* **The task**: How many lines in the rows below contain the string "pole" with matching case? Reply with the number alone.

Rows from a data source:

#####

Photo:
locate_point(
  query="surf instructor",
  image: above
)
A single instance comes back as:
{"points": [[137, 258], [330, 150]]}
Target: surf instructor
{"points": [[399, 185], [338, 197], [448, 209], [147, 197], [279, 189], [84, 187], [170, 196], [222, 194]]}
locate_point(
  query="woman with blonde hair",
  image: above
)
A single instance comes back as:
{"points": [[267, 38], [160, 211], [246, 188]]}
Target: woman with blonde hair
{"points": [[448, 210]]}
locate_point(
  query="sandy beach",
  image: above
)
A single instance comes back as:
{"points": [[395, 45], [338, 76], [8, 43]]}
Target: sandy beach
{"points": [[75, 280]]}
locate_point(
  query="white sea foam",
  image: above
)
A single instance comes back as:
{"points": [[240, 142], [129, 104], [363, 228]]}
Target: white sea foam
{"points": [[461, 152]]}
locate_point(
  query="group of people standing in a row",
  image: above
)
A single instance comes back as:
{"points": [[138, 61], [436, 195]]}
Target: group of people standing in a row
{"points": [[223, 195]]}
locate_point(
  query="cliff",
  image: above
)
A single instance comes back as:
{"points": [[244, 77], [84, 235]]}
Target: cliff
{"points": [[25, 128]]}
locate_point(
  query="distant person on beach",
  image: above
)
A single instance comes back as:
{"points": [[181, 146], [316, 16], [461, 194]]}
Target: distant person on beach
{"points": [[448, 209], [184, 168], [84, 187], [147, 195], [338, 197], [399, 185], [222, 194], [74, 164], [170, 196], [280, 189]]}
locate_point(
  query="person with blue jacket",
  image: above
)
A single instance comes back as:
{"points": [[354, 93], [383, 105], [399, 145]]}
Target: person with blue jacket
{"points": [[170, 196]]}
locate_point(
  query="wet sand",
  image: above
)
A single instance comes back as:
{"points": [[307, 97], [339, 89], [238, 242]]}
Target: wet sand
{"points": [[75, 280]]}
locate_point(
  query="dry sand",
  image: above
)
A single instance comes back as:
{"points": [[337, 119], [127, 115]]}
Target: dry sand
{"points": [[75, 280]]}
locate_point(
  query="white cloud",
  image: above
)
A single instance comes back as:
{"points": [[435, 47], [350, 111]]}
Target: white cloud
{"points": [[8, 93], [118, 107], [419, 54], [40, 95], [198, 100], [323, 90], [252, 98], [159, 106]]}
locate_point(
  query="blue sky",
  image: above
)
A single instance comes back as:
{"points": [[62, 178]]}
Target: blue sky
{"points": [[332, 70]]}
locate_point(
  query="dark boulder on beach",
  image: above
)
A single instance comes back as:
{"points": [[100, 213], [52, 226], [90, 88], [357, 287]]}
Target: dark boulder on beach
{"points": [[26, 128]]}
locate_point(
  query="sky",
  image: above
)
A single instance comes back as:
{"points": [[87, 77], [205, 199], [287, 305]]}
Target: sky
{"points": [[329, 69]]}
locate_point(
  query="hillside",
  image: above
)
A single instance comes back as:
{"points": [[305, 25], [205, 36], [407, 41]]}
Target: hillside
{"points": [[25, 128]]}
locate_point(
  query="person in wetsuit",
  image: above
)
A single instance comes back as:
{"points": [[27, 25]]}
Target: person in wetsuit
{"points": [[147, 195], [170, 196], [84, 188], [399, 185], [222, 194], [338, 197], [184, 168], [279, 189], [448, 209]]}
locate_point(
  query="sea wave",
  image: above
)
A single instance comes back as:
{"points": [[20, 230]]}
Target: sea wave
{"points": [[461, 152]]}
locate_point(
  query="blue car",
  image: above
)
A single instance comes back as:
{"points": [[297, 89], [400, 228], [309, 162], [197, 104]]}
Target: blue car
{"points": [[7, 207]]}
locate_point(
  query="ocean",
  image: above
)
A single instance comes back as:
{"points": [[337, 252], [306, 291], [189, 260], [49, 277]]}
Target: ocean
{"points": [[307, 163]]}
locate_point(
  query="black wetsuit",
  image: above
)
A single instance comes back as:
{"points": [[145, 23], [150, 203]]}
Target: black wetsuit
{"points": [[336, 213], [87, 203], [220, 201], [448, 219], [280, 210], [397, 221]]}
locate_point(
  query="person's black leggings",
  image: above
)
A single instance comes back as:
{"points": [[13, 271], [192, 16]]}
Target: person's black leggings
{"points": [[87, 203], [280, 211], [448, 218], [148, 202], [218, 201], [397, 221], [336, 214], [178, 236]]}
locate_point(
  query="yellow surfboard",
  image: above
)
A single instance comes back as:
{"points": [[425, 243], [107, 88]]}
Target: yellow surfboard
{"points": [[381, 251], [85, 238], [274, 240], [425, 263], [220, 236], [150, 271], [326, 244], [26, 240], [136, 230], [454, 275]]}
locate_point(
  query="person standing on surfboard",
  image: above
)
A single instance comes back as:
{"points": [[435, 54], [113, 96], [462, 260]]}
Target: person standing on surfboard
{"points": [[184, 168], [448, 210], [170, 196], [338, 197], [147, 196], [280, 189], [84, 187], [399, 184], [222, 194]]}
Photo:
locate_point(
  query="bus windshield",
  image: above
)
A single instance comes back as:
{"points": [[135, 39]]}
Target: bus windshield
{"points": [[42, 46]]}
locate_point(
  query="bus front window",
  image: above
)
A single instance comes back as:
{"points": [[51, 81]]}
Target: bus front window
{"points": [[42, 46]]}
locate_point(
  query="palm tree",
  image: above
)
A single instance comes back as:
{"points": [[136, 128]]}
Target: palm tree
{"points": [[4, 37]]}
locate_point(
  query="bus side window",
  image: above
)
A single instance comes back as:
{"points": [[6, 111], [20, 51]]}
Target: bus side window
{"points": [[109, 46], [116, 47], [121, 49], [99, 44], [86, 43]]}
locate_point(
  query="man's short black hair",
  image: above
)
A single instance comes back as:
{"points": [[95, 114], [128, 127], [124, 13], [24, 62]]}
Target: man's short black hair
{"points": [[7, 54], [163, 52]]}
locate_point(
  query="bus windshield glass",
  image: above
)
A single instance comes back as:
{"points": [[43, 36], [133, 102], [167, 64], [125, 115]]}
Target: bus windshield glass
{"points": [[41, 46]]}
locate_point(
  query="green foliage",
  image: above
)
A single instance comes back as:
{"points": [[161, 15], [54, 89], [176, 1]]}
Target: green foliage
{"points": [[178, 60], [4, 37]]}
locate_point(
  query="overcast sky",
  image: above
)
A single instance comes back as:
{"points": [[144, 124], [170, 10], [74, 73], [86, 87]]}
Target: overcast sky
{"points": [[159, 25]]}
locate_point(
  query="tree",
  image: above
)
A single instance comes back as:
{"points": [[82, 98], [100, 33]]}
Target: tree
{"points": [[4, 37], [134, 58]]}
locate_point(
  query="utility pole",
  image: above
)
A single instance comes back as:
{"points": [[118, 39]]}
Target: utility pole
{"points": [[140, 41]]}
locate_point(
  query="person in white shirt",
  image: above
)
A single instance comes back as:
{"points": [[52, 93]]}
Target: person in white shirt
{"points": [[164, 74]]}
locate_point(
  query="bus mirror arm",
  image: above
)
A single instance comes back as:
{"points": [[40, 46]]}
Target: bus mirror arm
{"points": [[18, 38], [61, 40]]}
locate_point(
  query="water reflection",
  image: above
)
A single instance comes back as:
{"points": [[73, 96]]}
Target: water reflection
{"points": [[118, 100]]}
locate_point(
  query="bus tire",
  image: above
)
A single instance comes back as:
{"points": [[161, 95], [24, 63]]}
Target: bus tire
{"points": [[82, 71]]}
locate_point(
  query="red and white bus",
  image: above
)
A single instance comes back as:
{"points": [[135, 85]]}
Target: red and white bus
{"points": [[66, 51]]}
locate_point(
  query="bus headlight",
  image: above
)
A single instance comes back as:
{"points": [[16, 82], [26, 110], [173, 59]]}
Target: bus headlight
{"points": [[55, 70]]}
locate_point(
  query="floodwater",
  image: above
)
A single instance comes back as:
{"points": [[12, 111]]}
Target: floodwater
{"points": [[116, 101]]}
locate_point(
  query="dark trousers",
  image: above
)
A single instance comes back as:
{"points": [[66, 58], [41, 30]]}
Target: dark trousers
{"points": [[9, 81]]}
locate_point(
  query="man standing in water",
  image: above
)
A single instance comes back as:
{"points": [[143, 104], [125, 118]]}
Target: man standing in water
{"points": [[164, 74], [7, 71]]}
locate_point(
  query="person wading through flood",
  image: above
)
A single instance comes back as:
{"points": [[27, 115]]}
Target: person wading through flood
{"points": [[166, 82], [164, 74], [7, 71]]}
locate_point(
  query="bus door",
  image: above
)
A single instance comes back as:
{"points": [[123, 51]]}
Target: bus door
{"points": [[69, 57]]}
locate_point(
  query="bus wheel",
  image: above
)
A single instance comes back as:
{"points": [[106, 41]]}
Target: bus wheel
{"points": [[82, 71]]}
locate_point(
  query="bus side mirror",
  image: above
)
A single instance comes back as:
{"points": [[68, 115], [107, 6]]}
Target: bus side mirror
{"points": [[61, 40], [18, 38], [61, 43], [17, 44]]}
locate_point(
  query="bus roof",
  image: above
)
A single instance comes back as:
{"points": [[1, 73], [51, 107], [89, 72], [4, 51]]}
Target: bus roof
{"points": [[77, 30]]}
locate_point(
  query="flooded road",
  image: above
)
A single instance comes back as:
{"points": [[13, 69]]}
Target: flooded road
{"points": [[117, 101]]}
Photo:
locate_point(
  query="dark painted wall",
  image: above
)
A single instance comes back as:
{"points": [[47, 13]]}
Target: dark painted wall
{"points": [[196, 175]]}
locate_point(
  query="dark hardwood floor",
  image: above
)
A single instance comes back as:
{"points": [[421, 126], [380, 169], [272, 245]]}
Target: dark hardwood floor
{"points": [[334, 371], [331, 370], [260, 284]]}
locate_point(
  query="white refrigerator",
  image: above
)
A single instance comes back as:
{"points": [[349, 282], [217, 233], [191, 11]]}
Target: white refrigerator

#####

* **Task result**: 2